> [Record excerpts]
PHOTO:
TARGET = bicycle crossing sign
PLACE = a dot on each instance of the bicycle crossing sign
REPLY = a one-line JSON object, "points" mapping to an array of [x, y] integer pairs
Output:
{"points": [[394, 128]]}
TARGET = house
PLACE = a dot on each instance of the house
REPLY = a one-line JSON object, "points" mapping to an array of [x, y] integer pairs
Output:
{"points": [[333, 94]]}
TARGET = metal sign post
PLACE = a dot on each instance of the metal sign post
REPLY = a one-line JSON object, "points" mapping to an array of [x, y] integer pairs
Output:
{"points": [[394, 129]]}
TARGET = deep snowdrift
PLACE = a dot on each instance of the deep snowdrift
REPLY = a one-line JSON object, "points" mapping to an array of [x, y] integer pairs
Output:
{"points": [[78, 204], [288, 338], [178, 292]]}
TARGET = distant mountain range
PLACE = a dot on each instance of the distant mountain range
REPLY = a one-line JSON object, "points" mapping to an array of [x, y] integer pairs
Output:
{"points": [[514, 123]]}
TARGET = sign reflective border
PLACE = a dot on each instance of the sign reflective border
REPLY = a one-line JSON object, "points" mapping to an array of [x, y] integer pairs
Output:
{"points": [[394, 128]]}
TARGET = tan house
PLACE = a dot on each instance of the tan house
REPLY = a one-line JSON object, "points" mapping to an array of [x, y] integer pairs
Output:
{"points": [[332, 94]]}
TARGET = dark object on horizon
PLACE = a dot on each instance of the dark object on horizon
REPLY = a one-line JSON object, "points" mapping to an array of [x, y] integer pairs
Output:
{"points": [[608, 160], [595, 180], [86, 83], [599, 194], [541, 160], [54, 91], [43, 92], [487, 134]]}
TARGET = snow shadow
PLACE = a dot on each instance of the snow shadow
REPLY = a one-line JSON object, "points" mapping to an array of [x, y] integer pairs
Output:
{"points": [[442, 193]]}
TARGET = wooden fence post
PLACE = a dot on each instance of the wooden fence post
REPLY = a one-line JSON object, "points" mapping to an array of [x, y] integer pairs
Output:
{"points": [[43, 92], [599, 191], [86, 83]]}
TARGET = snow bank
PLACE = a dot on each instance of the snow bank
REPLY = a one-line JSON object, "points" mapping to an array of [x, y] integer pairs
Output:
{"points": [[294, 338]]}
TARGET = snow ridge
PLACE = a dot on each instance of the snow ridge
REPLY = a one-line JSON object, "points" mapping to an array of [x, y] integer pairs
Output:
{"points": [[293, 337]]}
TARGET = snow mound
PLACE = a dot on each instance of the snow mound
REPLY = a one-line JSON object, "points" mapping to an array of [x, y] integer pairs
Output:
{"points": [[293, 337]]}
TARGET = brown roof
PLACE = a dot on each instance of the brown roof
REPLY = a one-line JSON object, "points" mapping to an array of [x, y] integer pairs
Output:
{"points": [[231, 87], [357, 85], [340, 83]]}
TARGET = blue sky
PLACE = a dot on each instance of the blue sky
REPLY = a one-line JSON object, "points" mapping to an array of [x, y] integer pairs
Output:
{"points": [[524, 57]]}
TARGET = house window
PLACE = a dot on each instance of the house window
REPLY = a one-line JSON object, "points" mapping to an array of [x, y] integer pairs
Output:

> [Written instruction] Change "dot" to "marker" in the lines starting at the one that contains "TARGET = snow bank" and ending with the final line, leaving all else unchanged. Give back only those lines.

> [Solution for this exercise]
TARGET = snow bank
PLACE = a marker on each instance of the snow bank
REPLY = a one-line JSON object, "points" mapping to an array of [x, y] integer pairs
Output:
{"points": [[294, 338]]}
TARGET = snow ridge
PLACE = a marker on each instance of the snow ridge
REPLY = a one-line JSON object, "points" mapping to an array of [x, y] integer pairs
Output:
{"points": [[293, 337]]}
TARGET = snow mound
PLACE = a marker on each instance of the snow mound
REPLY = a one-line JSON object, "points" mapping to an array of [x, y] integer pairs
Output:
{"points": [[293, 337]]}
TARGET = brown roof
PLACE = a marker on each instance of the brown roof
REPLY = a one-line JSON object, "points" mapping to an array of [x, y] integer pairs
Output:
{"points": [[231, 87], [357, 85], [340, 83]]}
TARGET = blue sky
PLACE = a marker on each instance of the blue sky
REPLY = a one-line JSON object, "points" mapping to an array of [x, y] integer pairs
Output:
{"points": [[524, 57]]}
TARGET = house window
PLACE = a marker on each instance of the house window
REPLY = a one-line JSON object, "points" mapping to an array of [x, y] integer pairs
Output:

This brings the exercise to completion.